::: Extracto del documento :::

Desventuras de Elena Garro

30/Marzo/2016
La Jornada
Vilma Fuentes

Escapar a las Elenas era más fácil prometérselo que cumplirlo. Había vivido la experiencia en la Ciudad de México a finales de los años 60 del siglo pasado, a partir de nuestro primer encuentro frente a la embajada de Bolivia, donde un puñado de personas protestábamos contra el encarcelamiento de Régis Debray. Desde ese mediodía, me convertí en una asidua visitante a su casa en Las Lomas, al lado de Juan de la Cabada, Juanito, como lo llamaba nuestra anfitriona.

Elena Garro irradiaba un encanto cautivante. Quienes cruzaban por su órbita eran atraídos y devorados, a la manera de los astros que aproximan las estrellas muertas, en cuya vida acabada se vuelven agujeros negros. Pero Elena, en esa época, no tenía nada de muerta. Al contrario, respiraba la vida por todos sus poros. Como exhalaba su imaginación, víctima ella misma de sus criaturas y delirios.

:::

Problema planteado 1: Cuenta cuántas líneas de los registros de abajo contienen la cadena "seat", distinguiendo mayúsculas de minúsculas. Indica solo el número.

::: Registros proporcionados :::

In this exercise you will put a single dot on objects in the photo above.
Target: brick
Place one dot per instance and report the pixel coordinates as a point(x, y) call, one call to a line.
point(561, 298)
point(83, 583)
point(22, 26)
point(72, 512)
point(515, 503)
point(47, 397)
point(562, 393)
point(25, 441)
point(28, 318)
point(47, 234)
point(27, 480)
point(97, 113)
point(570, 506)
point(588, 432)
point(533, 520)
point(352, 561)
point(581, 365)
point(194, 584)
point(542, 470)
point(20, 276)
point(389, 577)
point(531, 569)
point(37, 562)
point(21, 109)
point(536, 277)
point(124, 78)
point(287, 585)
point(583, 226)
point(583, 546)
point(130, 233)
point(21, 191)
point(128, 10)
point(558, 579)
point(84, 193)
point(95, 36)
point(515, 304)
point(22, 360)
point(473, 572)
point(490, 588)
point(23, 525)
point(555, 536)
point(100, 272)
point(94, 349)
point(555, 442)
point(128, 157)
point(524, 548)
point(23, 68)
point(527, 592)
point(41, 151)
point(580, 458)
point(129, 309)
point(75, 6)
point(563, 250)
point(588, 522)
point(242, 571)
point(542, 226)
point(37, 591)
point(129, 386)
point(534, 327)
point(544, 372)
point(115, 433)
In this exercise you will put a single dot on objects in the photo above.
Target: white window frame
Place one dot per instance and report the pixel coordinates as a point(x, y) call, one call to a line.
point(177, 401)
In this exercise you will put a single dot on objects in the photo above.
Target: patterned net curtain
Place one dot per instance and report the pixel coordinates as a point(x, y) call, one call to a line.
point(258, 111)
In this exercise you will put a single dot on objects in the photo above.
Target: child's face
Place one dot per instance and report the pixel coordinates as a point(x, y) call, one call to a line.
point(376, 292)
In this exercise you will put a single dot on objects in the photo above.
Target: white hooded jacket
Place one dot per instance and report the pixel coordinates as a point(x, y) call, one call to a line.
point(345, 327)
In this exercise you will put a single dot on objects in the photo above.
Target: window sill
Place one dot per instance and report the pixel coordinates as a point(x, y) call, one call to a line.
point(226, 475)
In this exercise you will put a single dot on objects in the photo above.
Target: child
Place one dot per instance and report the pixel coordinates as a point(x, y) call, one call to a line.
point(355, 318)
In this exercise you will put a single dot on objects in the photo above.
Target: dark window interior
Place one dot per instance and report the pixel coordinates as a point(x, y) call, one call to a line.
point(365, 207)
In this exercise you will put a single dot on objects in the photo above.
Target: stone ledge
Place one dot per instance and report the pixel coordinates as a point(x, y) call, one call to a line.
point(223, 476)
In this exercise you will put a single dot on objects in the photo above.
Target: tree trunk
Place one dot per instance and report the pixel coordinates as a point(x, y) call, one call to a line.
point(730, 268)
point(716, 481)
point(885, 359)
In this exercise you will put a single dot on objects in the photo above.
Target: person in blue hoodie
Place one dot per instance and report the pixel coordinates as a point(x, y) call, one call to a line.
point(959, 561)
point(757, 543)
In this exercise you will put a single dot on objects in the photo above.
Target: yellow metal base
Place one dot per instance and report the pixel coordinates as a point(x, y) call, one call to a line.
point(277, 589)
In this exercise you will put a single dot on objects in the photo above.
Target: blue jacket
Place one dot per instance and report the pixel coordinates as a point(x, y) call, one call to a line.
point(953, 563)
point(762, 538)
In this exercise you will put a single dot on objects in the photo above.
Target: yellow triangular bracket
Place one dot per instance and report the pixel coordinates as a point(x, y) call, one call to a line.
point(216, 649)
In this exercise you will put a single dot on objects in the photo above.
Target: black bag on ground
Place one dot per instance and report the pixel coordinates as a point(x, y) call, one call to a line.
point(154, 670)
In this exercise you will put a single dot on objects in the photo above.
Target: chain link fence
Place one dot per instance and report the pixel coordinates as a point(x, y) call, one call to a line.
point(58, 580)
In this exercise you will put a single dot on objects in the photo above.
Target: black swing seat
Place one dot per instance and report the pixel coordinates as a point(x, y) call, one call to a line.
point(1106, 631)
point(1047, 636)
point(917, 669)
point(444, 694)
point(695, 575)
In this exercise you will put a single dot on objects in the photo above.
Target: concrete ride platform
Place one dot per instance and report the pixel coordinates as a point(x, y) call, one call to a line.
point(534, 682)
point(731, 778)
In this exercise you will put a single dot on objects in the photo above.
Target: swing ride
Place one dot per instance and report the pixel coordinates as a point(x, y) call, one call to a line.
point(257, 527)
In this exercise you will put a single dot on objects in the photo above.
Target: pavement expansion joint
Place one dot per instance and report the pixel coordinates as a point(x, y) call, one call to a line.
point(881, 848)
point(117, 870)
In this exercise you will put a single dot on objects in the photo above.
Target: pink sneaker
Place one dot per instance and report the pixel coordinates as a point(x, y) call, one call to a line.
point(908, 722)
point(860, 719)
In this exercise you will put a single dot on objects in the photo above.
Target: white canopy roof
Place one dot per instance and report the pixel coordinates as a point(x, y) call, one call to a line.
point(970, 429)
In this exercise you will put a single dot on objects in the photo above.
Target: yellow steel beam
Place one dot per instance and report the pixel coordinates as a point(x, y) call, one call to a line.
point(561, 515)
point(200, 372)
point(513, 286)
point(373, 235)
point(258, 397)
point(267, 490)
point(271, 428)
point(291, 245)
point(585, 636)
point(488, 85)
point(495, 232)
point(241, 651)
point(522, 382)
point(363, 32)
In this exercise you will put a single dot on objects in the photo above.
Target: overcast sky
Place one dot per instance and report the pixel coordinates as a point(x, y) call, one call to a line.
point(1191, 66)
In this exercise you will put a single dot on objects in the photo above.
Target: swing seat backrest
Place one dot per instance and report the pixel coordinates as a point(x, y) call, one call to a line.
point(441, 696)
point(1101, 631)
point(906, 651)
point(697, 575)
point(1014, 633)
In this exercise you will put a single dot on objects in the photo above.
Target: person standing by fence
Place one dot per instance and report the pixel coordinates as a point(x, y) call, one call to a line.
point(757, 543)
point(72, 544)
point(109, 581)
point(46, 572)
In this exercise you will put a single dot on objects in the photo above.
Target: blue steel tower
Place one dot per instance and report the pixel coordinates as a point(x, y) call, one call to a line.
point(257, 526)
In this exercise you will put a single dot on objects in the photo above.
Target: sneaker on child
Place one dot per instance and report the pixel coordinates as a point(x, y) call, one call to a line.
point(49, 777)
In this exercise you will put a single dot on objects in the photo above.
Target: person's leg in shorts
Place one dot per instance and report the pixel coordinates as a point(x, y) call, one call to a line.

:::

Problema planteado 2: Reproduce sin cambios el tramo del texto sobre Elena Garro que va desde "30/Marzo/2016" hasta "criaturas y delirios.".

Respuesta escrita 1: 2

Respuesta escrita 2:
30/Marzo/2016
La Jornada
Vilma Fuentes

Escapar a las Elenas era más fácil prometérselo que cumplirlo. Había vivido la experiencia en la Ciudad de México a finales de los años 60 del siglo pasado, a partir de nuestro primer encuentro frente a la embajada de Bolivia, donde un puñado de personas protestábamos contra el encarcelamiento de Régis Debray. Desde ese mediodía, me convertí en una asidua visitante a su casa en Las Lomas, al lado de Juan de la Cabada, Juanito, como lo llamaba nuestra anfitriona.

Elena Garro irradiaba un encanto cautivante. Quienes cruzaban por su órbita eran atraídos y devorados, a la manera de los astros que aproximan las estrellas muertas, en cuya vida acabada se vuelven agujeros negros. Pero Elena, en esa época, no tenía nada de muerta. Al contrario, respiraba la vida por todos sus poros. Como exhalaba su imaginación, víctima ella misma de sus criaturas y delirios.